Excerpts from a location annotation dataset:
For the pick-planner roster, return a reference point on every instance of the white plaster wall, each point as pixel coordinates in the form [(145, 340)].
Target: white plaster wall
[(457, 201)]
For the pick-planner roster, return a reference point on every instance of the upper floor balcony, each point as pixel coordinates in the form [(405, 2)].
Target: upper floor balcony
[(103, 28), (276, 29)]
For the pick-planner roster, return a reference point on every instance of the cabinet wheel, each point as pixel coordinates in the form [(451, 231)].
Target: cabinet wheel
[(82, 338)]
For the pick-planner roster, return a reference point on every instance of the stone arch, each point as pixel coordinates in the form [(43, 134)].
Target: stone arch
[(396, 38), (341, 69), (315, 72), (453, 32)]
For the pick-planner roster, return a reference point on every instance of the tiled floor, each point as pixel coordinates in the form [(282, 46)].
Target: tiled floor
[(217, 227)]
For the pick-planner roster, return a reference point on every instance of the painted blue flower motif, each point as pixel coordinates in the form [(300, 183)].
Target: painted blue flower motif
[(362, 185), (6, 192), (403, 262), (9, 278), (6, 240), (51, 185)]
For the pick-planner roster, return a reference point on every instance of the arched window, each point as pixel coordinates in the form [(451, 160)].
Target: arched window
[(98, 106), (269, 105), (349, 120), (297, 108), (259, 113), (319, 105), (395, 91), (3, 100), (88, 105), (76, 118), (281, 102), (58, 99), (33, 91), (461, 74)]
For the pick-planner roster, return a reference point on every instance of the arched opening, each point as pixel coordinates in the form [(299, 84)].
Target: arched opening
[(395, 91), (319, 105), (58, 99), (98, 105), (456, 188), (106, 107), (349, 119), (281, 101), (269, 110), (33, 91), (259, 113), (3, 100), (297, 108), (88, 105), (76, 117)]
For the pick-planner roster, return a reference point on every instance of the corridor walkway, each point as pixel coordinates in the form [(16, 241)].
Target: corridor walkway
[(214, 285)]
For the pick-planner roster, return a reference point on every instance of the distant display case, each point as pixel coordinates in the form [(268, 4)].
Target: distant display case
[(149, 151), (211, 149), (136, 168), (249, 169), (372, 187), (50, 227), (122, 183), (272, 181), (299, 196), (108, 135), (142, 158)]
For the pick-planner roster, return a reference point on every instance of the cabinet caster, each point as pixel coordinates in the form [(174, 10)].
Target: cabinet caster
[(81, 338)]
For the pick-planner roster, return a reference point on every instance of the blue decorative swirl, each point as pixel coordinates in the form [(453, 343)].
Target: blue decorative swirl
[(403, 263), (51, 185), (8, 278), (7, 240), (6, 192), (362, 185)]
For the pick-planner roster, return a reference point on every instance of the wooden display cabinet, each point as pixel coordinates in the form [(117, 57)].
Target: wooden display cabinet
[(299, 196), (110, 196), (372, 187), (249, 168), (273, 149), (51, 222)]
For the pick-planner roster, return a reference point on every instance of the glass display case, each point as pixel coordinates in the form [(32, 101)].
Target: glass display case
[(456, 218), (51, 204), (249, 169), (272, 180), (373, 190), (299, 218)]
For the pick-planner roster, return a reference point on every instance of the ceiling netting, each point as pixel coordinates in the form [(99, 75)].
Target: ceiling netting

**Set problem:** Rewrite the items above as a JSON list of strings, with one string for each line and no entries for blank lines.

**Exercise solution:**
[
  "For the pick-planner roster, return a reference point on every instance of the white plaster wall, each point as pixel coordinates in the form [(145, 340)].",
  "Target: white plaster wall",
  "[(457, 201)]",
  "For the pick-planner roster, return a reference point on every instance of the upper floor balcony, each point as pixel coordinates in the form [(405, 2)].",
  "Target: upper floor balcony",
  "[(103, 28), (276, 29)]",
  "For the pick-planner roster, return a reference point on every instance of the cabinet wheel, each point as pixel coordinates in the form [(451, 231)].",
  "Target: cabinet wheel",
  "[(82, 338)]",
  "For the pick-planner roster, return a reference point on every instance of the stone arch, each point as pixel coordinates in the form [(43, 134)].",
  "Target: stone arch",
  "[(396, 38), (341, 69), (315, 72), (453, 32)]",
  "For the pick-planner roster, return a reference point on every instance of the tiled floor, each point as pixel coordinates in the form [(282, 46)].",
  "Target: tiled floor",
  "[(217, 227)]",
  "For the pick-planner roster, return a reference point on every instance of the painted blue flower motif, each point as pixel coordinates in the form [(300, 183)].",
  "Target: painted blue flower motif",
  "[(362, 185), (6, 192), (403, 262), (9, 278), (6, 240), (51, 185)]",
  "For the pick-planner roster, return a reference point on every instance of the arched window, each point as pixel coordinates in the form [(451, 160)].",
  "Target: arched window",
  "[(98, 106), (269, 105), (349, 120), (297, 108), (259, 113), (319, 105), (395, 91), (3, 100), (88, 105), (76, 118), (281, 102), (58, 99), (33, 91), (461, 74)]",
  "For the pick-planner roster, return a reference point on every instance of the arched opening, each point as pixel coordinates in the form [(299, 84)].",
  "Target: arched opening",
  "[(395, 91), (319, 105), (58, 99), (98, 105), (456, 188), (106, 107), (349, 119), (281, 101), (269, 110), (33, 91), (259, 113), (3, 100), (297, 108), (88, 105), (76, 117)]",
  "For the pick-planner roster, return a reference point on every instance of the corridor walkway, each point as pixel coordinates in the form [(16, 241)].",
  "Target: corridor walkway",
  "[(214, 285)]",
  "For the pick-planner roster, return a reference point on every instance of the distant display case, each point as pixel coordinates in the form [(268, 4)].",
  "Target: distant display case",
  "[(149, 151), (211, 149), (136, 168), (249, 169), (372, 187), (50, 227), (122, 183), (272, 181), (299, 196), (108, 135), (142, 158)]",
  "For the pick-planner roster, return a reference point on every instance of the cabinet caster, each point as pixel coordinates in the form [(174, 10)].",
  "Target: cabinet caster",
  "[(81, 338)]",
  "For the pick-planner roster, return a reference point on every instance of the blue decorative swirl, each point as pixel coordinates in the form [(453, 343)].",
  "Target: blue decorative swirl",
  "[(403, 263), (51, 185), (8, 278), (7, 240), (6, 192), (362, 185)]",
  "For the pick-planner roster, return a reference point on every instance of the wooden display cabinet, each point as pixel coordinates in the form [(117, 57)].",
  "Target: wooden display cabinet",
  "[(299, 196), (110, 196), (372, 187), (249, 168), (273, 149), (51, 222)]",
  "For the pick-planner roster, return a reference point on every instance of the glass display case, each point as pixel coordinates in the form [(32, 101)].",
  "Target: glass display case",
  "[(456, 218), (51, 204), (249, 169), (272, 180), (373, 190), (299, 218)]",
  "For the pick-planner roster, return a reference point on every instance of the ceiling netting, each point as pixel coordinates in the form [(99, 75)].",
  "Target: ceiling netting"
]